Problem requirements: Return every line of the records that contains the word "boardwalk".

The data:
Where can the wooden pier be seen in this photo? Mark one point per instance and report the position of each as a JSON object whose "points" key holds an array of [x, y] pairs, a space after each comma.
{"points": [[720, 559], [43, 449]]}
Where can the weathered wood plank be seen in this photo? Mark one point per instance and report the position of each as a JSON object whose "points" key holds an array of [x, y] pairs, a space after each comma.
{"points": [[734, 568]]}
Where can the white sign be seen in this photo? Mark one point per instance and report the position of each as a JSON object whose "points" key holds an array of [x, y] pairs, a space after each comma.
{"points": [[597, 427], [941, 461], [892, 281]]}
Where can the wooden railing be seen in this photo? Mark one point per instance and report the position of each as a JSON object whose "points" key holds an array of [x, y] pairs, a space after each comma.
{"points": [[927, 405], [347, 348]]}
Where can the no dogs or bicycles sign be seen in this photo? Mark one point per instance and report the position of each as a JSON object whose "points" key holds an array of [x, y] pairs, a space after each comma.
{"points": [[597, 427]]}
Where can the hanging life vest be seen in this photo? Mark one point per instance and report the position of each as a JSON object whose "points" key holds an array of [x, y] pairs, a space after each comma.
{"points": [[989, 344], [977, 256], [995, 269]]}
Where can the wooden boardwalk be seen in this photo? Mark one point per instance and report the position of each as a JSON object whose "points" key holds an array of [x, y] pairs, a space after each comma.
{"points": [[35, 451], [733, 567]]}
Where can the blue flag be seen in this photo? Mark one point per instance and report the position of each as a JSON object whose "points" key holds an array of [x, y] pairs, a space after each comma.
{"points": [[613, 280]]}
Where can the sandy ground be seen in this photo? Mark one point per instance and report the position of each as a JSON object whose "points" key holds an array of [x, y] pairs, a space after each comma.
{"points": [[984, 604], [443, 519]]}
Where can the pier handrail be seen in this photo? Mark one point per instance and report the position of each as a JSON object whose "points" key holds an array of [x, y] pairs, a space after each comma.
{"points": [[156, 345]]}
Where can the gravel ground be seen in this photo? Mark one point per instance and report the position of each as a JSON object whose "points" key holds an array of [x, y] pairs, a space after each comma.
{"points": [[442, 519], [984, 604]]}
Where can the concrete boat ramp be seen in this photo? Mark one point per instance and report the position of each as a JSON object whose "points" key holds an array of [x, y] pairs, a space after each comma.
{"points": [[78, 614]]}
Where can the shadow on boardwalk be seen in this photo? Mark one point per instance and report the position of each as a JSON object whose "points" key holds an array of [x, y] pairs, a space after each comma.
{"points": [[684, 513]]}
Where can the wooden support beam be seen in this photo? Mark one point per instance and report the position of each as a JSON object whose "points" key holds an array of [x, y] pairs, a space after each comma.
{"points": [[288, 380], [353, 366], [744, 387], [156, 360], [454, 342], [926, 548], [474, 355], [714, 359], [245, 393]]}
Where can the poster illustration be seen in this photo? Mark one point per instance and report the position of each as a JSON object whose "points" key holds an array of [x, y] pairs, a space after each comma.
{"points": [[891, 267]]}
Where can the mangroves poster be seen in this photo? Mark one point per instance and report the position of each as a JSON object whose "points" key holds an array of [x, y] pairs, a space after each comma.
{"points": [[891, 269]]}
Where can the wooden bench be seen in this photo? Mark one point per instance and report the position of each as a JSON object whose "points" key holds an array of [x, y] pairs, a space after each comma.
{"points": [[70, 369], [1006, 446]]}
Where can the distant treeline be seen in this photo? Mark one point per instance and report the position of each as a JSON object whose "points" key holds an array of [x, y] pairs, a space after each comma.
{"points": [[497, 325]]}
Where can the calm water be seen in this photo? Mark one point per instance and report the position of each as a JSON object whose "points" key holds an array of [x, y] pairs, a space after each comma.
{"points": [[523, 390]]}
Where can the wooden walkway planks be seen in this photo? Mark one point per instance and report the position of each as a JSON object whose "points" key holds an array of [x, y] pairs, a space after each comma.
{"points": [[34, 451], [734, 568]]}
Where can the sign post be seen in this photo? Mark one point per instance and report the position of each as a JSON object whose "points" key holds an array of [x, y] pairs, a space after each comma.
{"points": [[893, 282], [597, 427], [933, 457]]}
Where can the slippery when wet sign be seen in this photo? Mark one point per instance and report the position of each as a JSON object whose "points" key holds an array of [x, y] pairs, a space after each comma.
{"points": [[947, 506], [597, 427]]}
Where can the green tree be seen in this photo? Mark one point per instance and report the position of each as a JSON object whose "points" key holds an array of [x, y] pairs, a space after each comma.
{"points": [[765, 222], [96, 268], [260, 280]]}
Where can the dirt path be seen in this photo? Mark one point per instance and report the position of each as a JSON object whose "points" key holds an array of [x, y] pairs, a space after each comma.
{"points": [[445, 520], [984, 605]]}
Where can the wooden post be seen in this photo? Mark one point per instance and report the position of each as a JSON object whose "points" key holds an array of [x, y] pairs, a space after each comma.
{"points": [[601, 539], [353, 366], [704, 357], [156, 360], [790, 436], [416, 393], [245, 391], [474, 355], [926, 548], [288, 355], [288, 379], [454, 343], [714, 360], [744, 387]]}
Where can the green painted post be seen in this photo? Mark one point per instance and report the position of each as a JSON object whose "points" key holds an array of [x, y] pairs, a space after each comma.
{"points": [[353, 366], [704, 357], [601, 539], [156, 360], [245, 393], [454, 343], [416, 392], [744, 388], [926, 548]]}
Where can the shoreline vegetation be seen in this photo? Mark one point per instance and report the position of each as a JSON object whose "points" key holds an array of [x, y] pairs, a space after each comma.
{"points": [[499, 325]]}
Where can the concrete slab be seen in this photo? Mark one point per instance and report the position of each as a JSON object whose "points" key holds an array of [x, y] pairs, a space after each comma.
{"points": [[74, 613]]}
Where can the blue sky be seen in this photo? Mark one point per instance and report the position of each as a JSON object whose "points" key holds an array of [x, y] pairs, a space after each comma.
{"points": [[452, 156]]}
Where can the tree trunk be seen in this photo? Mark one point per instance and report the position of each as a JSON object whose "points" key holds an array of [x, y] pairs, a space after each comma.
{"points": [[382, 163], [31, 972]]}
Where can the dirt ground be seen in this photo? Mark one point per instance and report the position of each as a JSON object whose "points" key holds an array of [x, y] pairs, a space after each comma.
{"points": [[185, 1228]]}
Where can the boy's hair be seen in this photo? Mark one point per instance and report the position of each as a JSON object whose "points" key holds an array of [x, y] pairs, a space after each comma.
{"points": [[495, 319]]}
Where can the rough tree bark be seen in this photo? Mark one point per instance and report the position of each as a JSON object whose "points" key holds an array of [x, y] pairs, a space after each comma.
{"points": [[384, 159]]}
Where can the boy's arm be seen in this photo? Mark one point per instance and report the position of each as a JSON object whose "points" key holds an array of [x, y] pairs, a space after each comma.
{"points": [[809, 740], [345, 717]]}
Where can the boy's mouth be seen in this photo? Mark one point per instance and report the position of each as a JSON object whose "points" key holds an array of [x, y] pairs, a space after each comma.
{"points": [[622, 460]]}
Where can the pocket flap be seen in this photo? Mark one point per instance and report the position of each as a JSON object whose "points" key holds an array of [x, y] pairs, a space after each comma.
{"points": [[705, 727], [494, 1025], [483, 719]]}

---

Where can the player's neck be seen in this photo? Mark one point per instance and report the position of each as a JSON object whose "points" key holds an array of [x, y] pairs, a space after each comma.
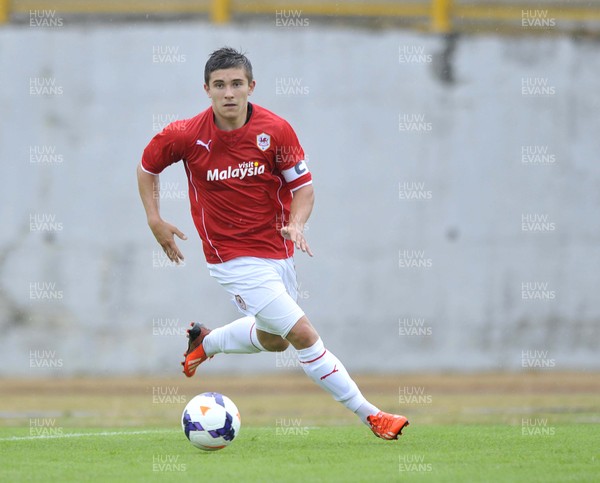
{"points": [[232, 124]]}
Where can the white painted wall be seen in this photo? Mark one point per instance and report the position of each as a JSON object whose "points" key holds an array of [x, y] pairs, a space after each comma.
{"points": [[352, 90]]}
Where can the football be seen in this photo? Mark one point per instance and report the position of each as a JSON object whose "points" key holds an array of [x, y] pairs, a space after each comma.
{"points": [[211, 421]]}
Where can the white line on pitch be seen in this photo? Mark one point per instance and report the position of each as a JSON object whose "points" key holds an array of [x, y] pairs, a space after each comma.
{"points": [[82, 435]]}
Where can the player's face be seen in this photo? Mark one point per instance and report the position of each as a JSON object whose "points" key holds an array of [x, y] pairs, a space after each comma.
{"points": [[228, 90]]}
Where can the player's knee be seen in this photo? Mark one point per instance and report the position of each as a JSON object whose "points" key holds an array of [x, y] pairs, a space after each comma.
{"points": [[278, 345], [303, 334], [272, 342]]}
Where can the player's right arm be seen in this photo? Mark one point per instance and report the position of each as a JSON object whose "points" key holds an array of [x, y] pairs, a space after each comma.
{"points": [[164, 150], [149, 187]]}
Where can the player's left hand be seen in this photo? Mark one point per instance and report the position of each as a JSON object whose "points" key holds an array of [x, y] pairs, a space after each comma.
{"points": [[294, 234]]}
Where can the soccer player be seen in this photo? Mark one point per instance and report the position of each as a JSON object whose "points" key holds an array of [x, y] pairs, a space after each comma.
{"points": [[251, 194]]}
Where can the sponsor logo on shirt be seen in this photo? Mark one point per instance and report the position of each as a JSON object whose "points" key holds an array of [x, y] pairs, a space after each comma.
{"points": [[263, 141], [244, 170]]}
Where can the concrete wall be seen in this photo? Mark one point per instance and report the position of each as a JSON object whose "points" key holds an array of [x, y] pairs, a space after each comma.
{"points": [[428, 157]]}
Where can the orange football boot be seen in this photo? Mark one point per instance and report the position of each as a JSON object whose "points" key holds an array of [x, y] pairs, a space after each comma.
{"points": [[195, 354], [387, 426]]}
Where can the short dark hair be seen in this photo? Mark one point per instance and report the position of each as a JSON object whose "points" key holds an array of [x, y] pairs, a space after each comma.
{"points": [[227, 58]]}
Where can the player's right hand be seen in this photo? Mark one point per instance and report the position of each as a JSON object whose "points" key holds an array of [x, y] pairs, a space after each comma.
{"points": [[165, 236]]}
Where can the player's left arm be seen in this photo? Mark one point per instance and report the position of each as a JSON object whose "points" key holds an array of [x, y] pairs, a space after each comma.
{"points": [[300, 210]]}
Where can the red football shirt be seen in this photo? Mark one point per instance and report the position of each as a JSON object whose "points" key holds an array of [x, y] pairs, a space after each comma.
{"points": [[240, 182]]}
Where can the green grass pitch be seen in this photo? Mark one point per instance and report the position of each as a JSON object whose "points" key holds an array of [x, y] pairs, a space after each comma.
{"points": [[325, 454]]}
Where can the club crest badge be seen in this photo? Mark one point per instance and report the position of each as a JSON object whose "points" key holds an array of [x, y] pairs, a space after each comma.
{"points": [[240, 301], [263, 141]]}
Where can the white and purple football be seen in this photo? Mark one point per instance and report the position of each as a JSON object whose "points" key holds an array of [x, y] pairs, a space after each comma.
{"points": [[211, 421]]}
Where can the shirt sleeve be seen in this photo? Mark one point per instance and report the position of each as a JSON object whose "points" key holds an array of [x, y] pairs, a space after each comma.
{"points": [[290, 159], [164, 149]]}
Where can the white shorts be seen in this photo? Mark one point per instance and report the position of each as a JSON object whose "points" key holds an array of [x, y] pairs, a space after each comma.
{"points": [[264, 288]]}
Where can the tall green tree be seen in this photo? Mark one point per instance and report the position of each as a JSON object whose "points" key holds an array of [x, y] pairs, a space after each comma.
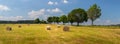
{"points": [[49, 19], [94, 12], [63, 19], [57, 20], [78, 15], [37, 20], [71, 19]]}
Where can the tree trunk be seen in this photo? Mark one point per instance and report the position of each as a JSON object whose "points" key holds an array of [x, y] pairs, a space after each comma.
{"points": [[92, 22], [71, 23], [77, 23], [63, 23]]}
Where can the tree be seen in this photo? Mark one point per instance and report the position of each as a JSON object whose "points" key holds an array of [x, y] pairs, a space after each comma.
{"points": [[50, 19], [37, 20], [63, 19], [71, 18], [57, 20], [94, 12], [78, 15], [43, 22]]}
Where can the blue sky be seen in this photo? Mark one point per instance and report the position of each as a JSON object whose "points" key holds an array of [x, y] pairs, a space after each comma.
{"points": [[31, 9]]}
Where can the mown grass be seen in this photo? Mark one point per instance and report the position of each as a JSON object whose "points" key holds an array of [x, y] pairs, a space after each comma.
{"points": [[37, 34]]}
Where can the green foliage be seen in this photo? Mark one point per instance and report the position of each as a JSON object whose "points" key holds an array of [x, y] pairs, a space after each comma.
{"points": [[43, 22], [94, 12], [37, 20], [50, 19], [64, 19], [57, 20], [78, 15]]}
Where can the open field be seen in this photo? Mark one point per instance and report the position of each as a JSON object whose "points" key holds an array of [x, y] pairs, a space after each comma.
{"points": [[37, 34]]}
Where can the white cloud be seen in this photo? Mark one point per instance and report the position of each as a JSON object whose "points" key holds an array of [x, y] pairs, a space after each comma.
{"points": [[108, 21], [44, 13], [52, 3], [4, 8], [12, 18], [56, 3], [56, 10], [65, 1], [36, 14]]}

Answer to this problem:
Where can the wooden boardwalk be seen in this photo? Mark one point per instance and report the position of each as a JSON object whose "points" key holds an array of [x, y] pairs, a space after each comma.
Where can the shadow on boardwalk be seen in this photo? Mark one point per instance and report the position of each as a JSON object whose "points" key holds an array of [x, y] pairs, a space after each comma.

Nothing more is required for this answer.